• Problem description
Type out the data exactly as given. Skip any image.

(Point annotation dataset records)
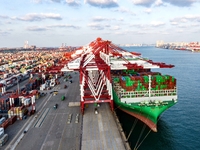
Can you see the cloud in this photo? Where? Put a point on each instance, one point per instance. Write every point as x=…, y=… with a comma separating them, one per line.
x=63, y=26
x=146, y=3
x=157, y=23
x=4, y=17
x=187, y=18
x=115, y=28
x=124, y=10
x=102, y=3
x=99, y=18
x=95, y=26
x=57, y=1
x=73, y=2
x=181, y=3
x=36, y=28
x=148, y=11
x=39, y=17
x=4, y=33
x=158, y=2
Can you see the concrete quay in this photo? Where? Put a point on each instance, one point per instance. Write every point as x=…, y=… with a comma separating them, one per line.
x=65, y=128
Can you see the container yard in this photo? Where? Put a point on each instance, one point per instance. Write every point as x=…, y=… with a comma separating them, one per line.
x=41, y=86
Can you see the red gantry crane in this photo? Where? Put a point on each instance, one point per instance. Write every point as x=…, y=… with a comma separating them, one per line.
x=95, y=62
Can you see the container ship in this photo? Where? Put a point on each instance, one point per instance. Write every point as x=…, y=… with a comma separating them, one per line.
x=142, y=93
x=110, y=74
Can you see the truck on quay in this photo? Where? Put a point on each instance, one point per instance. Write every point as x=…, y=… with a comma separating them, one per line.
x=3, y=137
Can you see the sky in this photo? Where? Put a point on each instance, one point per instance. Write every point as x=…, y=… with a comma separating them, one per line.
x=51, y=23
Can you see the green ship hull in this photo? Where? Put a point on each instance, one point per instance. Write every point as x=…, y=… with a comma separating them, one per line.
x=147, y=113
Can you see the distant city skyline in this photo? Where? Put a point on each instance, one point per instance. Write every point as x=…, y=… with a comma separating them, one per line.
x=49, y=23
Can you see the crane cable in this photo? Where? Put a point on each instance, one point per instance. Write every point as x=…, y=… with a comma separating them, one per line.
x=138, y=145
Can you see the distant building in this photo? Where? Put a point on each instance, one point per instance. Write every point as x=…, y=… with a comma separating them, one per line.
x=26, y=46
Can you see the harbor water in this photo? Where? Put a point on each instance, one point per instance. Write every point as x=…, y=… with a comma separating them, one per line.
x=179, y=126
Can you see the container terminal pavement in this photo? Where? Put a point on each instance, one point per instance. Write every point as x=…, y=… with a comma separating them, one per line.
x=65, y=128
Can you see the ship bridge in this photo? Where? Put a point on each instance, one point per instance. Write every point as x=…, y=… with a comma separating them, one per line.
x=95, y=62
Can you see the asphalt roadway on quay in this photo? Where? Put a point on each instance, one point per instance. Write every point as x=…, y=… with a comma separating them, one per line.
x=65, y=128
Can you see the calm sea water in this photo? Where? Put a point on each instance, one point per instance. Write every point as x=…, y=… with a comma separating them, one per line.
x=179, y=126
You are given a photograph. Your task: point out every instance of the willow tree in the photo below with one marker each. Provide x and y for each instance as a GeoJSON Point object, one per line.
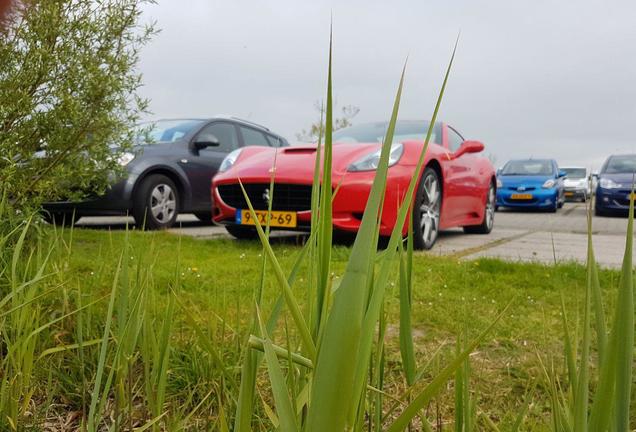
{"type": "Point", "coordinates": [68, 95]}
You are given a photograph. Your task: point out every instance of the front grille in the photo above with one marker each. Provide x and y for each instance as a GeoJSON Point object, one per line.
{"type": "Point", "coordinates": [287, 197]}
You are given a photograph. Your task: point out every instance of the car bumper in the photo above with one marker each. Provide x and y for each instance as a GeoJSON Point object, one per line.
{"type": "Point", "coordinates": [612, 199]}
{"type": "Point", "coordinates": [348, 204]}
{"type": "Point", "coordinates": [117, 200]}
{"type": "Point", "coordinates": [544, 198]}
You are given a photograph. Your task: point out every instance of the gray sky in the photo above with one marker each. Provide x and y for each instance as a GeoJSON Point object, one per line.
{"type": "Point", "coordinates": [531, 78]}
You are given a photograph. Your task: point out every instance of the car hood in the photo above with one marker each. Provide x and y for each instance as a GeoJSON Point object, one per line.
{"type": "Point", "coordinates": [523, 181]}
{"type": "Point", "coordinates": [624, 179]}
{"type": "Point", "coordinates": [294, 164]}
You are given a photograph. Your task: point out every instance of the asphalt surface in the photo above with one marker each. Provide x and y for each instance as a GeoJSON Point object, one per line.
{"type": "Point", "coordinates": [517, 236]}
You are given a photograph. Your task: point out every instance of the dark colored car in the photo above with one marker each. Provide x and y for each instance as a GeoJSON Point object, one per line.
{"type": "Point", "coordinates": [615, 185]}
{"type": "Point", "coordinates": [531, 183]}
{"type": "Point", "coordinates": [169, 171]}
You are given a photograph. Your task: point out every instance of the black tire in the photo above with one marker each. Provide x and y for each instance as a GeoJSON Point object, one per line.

• Answer to the exercise
Can you see the cloud in this photo? Where? Put a point on each instance, one point per instance. Write every point as x=…, y=… with a comma separating them, one per line.
x=63, y=26
x=146, y=3
x=157, y=23
x=4, y=17
x=187, y=18
x=115, y=28
x=124, y=10
x=102, y=3
x=99, y=18
x=95, y=26
x=57, y=1
x=73, y=2
x=181, y=3
x=36, y=28
x=148, y=11
x=39, y=17
x=4, y=33
x=158, y=2
Can you see the concrete quay in this photo? Where? Put a point on each instance, one point per instance. Write every point as x=…, y=… with a comma separating them, one per line.
x=65, y=128
Can you see the container yard in this photo? Where? Put a point on each instance, one point per instance. Write every point as x=…, y=… with a comma separating them, one per line.
x=41, y=86
Can you see the red gantry crane in this photo? Where? Put a point on each instance, one point per instance. Write every point as x=…, y=… with a comma separating them, one per line.
x=95, y=62
Can you see the container ship in this photo? Where? Put a point on each instance, one point per instance. Write every point as x=…, y=… with a comma separating them, one per line.
x=142, y=93
x=110, y=74
Can you see the truck on quay in this photo? Where? Put a point on each instance, one point per instance. Write every point as x=…, y=… with a comma separating them, one per line.
x=3, y=137
Can you see the sky in this photo? Where? Put a point on each instance, one point per instance. Write every point as x=…, y=… with a comma separating them, one per line.
x=51, y=23
Can you see the green ship hull in this photo? Where? Put a point on each instance, one point per instance. Write every point as x=…, y=… with a comma separating them, one per line.
x=147, y=113
Can you see the distant city skyline in this photo? Where? Put a point on each instance, one point per instance. Write every point as x=…, y=… with a comma separating them, one per line.
x=49, y=23
Can you see the crane cable in this photo? Where? Put a point on each instance, one point per instance. Write every point as x=…, y=… with a comma separating them, one per line.
x=138, y=145
Can you see the distant building in this photo? Where? Put a point on each instance, one point per instance. Write every point as x=…, y=… with a comma separating them, one per line.
x=26, y=46
Can you see the harbor water in this photo? Where? Put a point on each instance, one point per instance. Write every point as x=…, y=… with a comma separating them, one per line.
x=179, y=126
Can you see the container terminal pavement in this photo? Where? Put a point on each instance, one point per instance. Write every point as x=…, y=… with a comma separating them, one per line.
x=65, y=128
Can you see the ship bridge in this photo? Where? Put a point on each instance, one point per instance. Write every point as x=…, y=… with a comma separating them, one per line.
x=95, y=62
Can you see the asphalt roadway on quay in this photo? Where? Put a point on each instance, one point per instance. Write every point as x=…, y=… with a comma separating them, one per line.
x=65, y=128
Can you see the calm sea water in this photo? Where? Put a point on each instance, one point per instance. Write every point as x=…, y=… with a comma separating them, one per line.
x=179, y=126
You are given a photograph. Your task: point out every instance of the willow tree in the photo below with one marker each. Provide x and y for each instance as a GeoJSON Point object, one per line.
{"type": "Point", "coordinates": [68, 95]}
You are given a photograph. Your task: point out every instance of the front grille in the photo above with one marker each. Provide x and y for each instance as a GeoJSON Point object, one per line.
{"type": "Point", "coordinates": [287, 197]}
You are given a photograph. Your task: point out every instance of the car bumper in the photo above with one marker each. Provide x and y for each instance as a GeoJSON Point object, one per line.
{"type": "Point", "coordinates": [612, 199]}
{"type": "Point", "coordinates": [348, 204]}
{"type": "Point", "coordinates": [117, 200]}
{"type": "Point", "coordinates": [544, 198]}
You are given a photograph. Your task: point out every instance of the gray sky in the photo above with one marker each. Provide x and y for each instance as a GeoJSON Point object, one per line.
{"type": "Point", "coordinates": [531, 78]}
You are given a photograph. Your task: point out every instance of the car hood in the photo above with one marker each. Provide x and y for each instance as a GeoJSON Point object, one per line.
{"type": "Point", "coordinates": [523, 181]}
{"type": "Point", "coordinates": [624, 179]}
{"type": "Point", "coordinates": [294, 164]}
You are given a photograph. Your task: point out every instance of the asphalt surface in the photo above with one marker each. Provide x and y for each instance as a GeoJSON Point object, one per line.
{"type": "Point", "coordinates": [517, 236]}
You are given a photograph. Your task: point out every instance of the dark colored car in the photo above with one marker each. Provide x and y for each instance as a GeoJSON Point object, one per line.
{"type": "Point", "coordinates": [615, 185]}
{"type": "Point", "coordinates": [531, 183]}
{"type": "Point", "coordinates": [169, 171]}
You are given a photograph. Your task: point out every instance of the black tire in the photo above with one marker each. Provide x and y for each instance as a GeoJSON Point object, one per line.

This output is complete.